> [Exercise text]
1. Rosenberg, Karen


According to this study:


* Use of proton pump inhibitors compared with nonuse was associated with an increased risk of asthma in children.



Article Content

The use of proton pump inhibitors (PPIs) in children has increased substantially in the past 10 years, but evidence suggests these medications may be associated with the development of asthma. A nationwide cohort study was undertaken to evaluate the association between PPI use and the risk of asthma in children.


Using data from a nationwide registry, the researchers identified children who initiated PPI use during the study period and matched these children with those who didn't. Those with a history of asthma or other chronic diseases were excluded. The final study cohort included 80,870 pairs of PPI initiators and noninitiators (mean age, 12.9 years; 63% girls).

> [Prompt 1]
Indicate whether each statement below agrees with the study summary on proton pump inhibitors and asthma. Answer yes or no, and quote the words of the summary that decide it.
(a) Children with a history of asthma were excluded from the study.
(b) Boys made up the majority of the final study cohort.
(c) The researchers drew their data from a single hospital's records.
> [Prompt 2] Carry on the study summary on proton pump inhibitors and asthma, beginning after its final sentence.

> [Dataset items]

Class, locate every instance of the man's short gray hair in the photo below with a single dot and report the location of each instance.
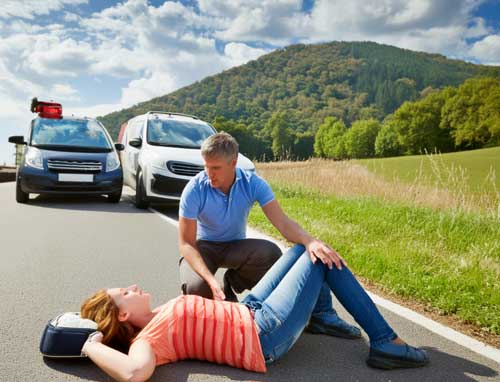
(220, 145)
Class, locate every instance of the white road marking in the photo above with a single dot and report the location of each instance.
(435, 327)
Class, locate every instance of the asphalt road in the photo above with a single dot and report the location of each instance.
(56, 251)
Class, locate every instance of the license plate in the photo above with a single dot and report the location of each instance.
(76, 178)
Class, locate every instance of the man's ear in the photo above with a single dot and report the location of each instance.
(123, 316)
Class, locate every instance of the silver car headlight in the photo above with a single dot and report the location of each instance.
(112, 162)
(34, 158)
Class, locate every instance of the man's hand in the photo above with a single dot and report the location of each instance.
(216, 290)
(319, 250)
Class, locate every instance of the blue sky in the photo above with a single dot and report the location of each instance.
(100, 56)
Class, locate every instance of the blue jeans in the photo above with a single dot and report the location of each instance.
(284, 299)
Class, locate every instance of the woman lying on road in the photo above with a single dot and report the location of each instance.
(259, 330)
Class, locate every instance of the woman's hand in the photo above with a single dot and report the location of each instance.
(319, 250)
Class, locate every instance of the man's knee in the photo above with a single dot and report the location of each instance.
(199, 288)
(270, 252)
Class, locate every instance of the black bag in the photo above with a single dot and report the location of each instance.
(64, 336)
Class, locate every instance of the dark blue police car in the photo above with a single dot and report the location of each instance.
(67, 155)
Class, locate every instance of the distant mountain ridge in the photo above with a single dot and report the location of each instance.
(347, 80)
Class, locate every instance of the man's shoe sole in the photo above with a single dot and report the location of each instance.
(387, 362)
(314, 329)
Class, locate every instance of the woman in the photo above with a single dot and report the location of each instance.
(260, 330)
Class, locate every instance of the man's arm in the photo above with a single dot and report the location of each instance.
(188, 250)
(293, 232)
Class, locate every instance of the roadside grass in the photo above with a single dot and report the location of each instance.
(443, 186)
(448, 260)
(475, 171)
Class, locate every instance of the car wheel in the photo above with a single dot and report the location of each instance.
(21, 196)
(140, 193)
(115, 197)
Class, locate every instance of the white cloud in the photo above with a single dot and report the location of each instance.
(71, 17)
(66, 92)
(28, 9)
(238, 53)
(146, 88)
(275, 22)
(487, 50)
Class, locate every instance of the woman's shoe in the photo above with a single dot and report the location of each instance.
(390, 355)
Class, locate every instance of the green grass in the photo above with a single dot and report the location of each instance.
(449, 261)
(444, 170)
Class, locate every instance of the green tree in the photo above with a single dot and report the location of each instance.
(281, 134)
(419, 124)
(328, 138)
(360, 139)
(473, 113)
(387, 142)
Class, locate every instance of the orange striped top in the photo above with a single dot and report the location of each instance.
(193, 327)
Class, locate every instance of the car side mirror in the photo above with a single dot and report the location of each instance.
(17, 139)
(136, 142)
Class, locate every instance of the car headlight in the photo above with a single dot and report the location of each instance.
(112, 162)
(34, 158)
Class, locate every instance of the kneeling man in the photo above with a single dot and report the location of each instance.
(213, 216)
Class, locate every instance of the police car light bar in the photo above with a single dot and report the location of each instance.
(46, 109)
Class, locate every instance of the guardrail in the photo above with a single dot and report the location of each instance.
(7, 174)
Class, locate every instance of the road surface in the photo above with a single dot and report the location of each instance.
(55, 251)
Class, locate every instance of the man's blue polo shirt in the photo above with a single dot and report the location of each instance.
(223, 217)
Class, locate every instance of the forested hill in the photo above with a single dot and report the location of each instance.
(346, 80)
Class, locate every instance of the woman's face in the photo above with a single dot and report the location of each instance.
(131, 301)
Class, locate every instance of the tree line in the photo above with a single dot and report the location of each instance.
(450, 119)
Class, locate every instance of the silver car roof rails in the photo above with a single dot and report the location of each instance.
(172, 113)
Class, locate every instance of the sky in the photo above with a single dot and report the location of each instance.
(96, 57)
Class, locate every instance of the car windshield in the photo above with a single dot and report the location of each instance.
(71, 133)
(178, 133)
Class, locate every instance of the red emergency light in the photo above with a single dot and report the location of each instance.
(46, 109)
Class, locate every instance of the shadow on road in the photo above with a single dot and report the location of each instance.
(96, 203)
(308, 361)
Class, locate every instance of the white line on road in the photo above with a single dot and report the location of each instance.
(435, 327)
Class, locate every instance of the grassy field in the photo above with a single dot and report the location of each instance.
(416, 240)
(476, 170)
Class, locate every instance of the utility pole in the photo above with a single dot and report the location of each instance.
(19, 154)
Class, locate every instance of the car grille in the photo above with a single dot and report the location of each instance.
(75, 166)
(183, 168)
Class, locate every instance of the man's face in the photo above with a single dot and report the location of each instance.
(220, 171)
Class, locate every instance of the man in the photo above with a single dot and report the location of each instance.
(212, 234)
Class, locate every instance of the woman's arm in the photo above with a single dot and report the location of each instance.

> [Written response 1]
(a) Yes: "Those with a history of asthma or other chronic diseases were excluded."
(b) No: "mean age, 12.9 years; 63% girls"
(c) No: "Using data from a nationwide registry"

> [Written response 2]
During median follow-up of three years, the risk of asthma was 57% higher among PPI initiators than noninitiators, the incidence rate of asthma being 21.8 per 1,000 person-years and 14 per 1,000 person-years, respectively. The risk was increased in all age groups and highest for infants and children younger than age two. The findings were consistent across individual PPIs, and the risk was similar regardless of the cumulative duration of PPI use. The researchers noted an increased risk of asthma early after PPI initiation, as well as later.


Wang YH, et al. JAMA Pediatr 2021 Feb 8. Online ahead of print.